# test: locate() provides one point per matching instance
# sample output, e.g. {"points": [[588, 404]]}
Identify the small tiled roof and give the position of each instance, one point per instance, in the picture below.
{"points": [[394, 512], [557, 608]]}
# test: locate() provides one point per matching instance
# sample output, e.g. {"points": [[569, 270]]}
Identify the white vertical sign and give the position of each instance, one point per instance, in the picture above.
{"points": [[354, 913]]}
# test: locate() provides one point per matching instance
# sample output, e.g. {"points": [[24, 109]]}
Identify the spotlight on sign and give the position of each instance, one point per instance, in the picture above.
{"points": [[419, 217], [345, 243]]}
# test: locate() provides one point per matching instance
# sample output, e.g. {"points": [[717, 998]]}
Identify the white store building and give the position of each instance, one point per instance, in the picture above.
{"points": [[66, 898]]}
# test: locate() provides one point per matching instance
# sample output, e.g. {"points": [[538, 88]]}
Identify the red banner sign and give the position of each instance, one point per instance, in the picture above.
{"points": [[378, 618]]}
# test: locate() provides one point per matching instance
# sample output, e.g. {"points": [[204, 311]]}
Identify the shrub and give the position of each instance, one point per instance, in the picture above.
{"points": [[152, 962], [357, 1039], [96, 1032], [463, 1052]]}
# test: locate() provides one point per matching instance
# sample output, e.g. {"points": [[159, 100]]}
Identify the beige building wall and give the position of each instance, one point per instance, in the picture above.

────

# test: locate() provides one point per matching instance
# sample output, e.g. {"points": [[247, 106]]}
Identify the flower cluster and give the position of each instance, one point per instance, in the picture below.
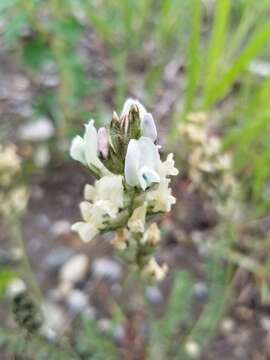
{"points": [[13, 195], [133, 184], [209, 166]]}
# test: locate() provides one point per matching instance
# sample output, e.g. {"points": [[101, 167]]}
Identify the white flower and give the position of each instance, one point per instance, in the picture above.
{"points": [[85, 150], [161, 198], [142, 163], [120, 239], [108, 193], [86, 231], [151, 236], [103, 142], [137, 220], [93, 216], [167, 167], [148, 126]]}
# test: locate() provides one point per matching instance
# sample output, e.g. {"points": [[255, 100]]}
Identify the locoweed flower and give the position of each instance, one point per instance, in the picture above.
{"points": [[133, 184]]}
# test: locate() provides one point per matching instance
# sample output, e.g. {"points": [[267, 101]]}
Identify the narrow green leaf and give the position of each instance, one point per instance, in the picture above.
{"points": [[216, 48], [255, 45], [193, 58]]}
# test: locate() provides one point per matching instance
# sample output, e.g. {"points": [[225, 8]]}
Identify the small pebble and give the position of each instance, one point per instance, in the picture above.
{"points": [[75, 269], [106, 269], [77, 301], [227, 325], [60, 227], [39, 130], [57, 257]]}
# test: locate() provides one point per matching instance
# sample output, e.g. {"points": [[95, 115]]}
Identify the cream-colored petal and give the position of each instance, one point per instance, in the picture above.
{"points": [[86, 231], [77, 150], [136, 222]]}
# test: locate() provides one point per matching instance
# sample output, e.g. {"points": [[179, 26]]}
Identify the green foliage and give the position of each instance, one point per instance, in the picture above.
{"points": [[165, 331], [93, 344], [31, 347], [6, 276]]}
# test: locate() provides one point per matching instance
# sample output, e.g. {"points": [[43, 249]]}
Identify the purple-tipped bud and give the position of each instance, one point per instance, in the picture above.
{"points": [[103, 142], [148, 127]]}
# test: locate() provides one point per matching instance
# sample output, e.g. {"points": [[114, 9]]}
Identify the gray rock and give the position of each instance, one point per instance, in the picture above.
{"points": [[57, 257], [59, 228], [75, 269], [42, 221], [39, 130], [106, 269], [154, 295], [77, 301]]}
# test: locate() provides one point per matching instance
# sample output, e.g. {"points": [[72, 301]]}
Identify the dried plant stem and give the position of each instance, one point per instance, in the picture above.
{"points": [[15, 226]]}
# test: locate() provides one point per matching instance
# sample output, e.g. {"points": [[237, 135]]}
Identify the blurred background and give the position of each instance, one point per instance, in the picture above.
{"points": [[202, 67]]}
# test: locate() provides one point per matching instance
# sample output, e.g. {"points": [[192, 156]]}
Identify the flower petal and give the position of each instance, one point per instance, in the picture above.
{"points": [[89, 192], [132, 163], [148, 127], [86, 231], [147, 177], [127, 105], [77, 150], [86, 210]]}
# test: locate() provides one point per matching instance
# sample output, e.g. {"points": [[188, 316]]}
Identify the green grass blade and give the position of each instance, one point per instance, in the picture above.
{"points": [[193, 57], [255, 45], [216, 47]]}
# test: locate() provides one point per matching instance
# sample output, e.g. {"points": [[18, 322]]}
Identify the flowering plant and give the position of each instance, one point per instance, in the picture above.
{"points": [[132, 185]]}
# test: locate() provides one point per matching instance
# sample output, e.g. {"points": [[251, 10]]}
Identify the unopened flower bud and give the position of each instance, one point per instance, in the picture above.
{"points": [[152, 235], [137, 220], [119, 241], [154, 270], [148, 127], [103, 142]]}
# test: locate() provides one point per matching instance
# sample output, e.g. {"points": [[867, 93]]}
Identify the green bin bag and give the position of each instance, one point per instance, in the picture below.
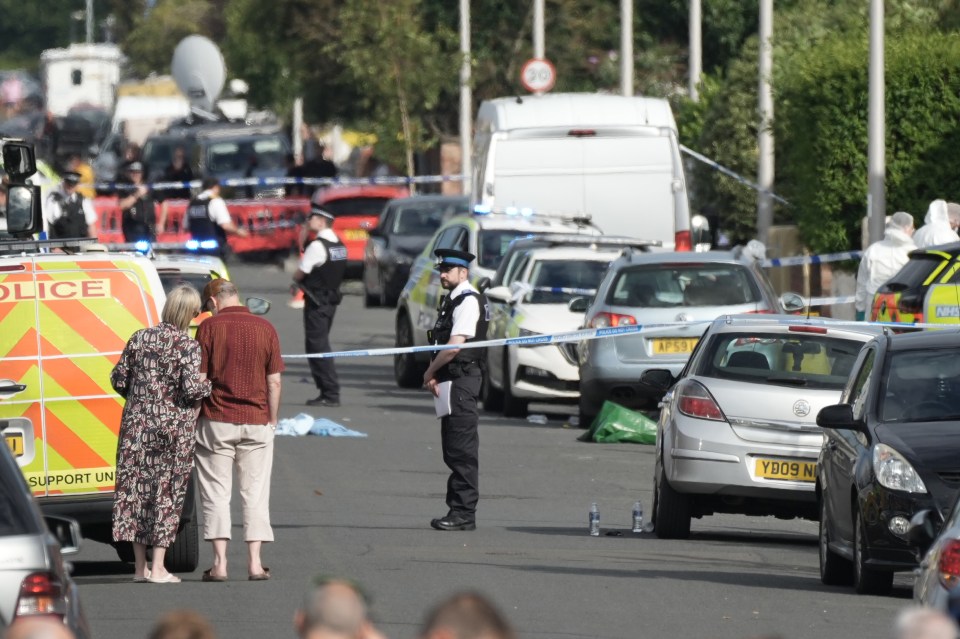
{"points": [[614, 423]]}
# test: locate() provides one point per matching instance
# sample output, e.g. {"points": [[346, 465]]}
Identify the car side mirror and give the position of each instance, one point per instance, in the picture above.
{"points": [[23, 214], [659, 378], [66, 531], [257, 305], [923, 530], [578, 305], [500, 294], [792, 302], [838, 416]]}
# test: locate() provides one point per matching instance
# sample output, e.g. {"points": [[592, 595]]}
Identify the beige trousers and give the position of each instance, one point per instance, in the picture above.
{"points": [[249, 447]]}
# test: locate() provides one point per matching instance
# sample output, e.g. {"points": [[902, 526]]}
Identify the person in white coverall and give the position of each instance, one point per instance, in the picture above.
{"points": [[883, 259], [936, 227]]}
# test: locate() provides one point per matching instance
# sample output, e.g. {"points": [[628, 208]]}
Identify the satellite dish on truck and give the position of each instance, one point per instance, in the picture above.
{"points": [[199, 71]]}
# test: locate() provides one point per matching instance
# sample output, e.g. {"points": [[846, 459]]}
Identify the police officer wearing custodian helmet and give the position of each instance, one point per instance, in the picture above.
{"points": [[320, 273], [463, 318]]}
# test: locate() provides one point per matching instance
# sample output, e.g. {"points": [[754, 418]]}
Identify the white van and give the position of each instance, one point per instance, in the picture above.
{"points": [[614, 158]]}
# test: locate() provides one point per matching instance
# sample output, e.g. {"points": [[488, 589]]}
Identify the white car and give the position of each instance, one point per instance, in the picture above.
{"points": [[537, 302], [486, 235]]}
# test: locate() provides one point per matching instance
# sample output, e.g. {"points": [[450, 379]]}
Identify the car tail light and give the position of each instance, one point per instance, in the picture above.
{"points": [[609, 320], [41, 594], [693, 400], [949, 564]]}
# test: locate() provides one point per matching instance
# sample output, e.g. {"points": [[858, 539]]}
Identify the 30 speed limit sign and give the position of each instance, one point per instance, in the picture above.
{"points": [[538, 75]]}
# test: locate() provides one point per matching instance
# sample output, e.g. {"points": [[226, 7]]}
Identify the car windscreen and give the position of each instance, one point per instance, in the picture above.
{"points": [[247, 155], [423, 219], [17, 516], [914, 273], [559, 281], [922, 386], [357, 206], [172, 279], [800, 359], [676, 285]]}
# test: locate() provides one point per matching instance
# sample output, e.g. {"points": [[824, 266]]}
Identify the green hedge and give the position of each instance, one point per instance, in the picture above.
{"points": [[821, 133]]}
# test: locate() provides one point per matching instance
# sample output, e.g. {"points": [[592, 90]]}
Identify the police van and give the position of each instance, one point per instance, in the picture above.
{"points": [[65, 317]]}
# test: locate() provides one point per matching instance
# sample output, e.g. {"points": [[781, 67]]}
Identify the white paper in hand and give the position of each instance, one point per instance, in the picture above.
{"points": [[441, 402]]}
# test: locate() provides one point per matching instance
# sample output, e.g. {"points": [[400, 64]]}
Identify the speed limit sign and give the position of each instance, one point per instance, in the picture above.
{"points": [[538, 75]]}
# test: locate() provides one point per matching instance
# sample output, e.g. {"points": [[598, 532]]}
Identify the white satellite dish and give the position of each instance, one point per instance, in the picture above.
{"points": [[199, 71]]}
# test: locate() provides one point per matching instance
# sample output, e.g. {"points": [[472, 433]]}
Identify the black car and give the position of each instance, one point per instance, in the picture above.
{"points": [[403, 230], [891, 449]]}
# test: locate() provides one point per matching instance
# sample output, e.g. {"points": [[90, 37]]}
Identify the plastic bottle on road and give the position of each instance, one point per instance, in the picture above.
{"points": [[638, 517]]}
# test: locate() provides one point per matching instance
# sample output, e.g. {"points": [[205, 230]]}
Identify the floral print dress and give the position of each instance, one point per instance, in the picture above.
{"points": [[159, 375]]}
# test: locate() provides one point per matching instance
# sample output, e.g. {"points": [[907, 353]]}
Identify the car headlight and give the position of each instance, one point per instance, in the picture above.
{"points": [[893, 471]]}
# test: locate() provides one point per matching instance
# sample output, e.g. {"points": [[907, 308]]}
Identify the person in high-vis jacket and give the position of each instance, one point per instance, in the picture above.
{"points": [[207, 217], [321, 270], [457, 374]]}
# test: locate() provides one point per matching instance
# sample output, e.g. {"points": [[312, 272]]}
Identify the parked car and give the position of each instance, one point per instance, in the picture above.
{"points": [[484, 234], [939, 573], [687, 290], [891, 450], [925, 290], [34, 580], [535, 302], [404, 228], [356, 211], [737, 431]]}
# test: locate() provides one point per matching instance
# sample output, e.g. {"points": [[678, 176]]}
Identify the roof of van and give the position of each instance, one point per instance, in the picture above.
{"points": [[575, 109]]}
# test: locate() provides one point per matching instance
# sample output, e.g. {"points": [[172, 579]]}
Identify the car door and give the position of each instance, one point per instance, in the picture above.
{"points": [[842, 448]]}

────

Count the lines in the data above that contain the word "dish", and reply with the number alone.

**Result:**
2